- Exercise objective: Type out the records again, exactly as they are.

- Source data:
-=-=-
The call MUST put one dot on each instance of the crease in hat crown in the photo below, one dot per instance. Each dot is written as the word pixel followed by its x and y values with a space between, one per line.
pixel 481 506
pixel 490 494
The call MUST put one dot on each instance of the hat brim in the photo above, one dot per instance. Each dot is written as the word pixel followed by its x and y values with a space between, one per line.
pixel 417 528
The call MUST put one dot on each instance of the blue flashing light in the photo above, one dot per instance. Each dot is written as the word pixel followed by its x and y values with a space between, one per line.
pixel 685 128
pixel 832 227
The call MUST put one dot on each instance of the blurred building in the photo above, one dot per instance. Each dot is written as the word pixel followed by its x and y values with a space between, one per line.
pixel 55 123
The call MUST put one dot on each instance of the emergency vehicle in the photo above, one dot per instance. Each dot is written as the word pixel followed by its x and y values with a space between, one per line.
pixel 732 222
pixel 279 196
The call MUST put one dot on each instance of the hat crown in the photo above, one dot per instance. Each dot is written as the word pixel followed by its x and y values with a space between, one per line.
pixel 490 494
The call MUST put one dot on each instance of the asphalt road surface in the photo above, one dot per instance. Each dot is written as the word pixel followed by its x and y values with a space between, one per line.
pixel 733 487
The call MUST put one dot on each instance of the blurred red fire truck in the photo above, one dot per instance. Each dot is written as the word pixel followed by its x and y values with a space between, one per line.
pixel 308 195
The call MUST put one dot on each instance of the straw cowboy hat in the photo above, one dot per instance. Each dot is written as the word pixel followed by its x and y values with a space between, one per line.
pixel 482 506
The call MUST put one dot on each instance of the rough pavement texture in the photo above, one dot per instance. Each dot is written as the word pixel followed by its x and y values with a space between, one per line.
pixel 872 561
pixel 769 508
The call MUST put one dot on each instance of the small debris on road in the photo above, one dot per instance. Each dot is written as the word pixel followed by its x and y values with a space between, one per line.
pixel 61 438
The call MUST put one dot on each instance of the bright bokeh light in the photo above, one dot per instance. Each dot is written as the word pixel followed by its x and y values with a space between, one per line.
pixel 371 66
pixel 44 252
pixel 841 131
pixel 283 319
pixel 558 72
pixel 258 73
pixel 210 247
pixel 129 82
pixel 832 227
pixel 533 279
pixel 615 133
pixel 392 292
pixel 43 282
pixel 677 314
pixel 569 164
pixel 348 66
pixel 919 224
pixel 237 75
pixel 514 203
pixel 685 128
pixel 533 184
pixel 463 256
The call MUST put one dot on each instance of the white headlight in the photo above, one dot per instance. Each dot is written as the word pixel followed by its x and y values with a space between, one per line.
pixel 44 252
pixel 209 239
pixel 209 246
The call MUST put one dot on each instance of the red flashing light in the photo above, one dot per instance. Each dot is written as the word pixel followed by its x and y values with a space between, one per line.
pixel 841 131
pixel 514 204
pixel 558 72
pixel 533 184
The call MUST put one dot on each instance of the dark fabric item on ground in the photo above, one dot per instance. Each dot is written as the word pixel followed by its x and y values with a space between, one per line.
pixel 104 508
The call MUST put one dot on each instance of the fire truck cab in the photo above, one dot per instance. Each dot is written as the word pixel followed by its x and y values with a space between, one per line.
-=-=-
- Written answer:
The call MUST put one dot on each instance of the crease in hat crown in the photo below, one dot per instance. Each dot is written as the word pixel followed by its x and y values with a space between, one per line.
pixel 481 506
pixel 490 494
The call MUST put one dot on each instance of the hat brim in the photo above, one dot per instance. Each dot is written as the word pixel followed by its x and y values with a space between, one per line.
pixel 417 528
The call MUST put one dot on each instance of the blue flashing light in the photo above, one dot per instance. Each dot is written as the word pixel followed by its x and y values with a space between, one per line.
pixel 685 128
pixel 832 227
The call MUST put one dot on each instance of the blurred building in the photo above, one dot per instance. Each dot is written as the word pixel followed by its x and y values with a space between, one per line.
pixel 55 123
The call MUST put one dot on each instance of the emergency vehicle in the photo above, one dot per instance. Each dot is written as the word pixel followed by its x and y values with a space between, one per line.
pixel 732 222
pixel 279 196
The call MUST put one dot on each instance of the hat crown in the photo above, one dot per instance. Each dot is written as the word pixel followed by its x and y values with a space between, one per line.
pixel 490 494
The call MUST put one dot on each instance of the asphalt road surface in the photo above, one dot per instance. Each dot is written as the word pixel followed by its x and y values with a space between, one per line.
pixel 733 487
The call MUST put one dot on each instance of the blurred red fire truck in the photo above, one dot per instance. Each dot is written as the word pixel followed by its x and y values with a space between, one per line.
pixel 308 195
The call MUST put one dot on each instance of the straw cowboy hat in the photo above, one dot per instance. Each dot is written as the word pixel followed by its x and y values with a space between, one per line.
pixel 482 506
The call MUST put one dot on each instance of the rough pavement texture in the photo above, one dot per instance. Each dot is written as the word pixel followed by its x and y values with a space between, one per line.
pixel 872 561
pixel 769 508
The call MUST put one dot on each instance of the small debris on road in the photo above, one dot per instance. Each dot is written as the word pixel followed by its x and y values with a space between, one per line.
pixel 61 438
The call MUST put one dot on each instance of the bright bokeh light in the photo above, one dot per instance. Each dot is written as the word pixel followed by its x and y values with a space between, one per line.
pixel 371 66
pixel 44 252
pixel 841 131
pixel 283 319
pixel 558 72
pixel 258 73
pixel 210 247
pixel 129 82
pixel 832 227
pixel 533 279
pixel 615 133
pixel 392 292
pixel 43 282
pixel 677 314
pixel 569 164
pixel 348 66
pixel 919 224
pixel 237 75
pixel 514 203
pixel 685 128
pixel 533 184
pixel 463 256
The call MUST put one dot on each instance of the white headlight in the photo above, one dot per instance. Each dot is written as the word pixel followed by its x and y values with a space between, one per line.
pixel 44 252
pixel 209 239
pixel 209 246
The call MUST put one dot on each instance of the red flashing light in the photo above, one dot per instance. Each dot is written as the word pixel followed by its x and y values with a space between, one per line.
pixel 841 131
pixel 514 204
pixel 558 72
pixel 533 184
The call MUST put one dot on each instance of the dark fabric item on ground in the photo above, one dot per instance. Each dot is written as the word pixel followed by its x and y values with a space between, one per line.
pixel 104 508
The call MUST put one dot on each instance of the fire truck cab in the photo above, one dot per instance. Each dot is written as the word pixel followed by its x and y values with a space between, one per line.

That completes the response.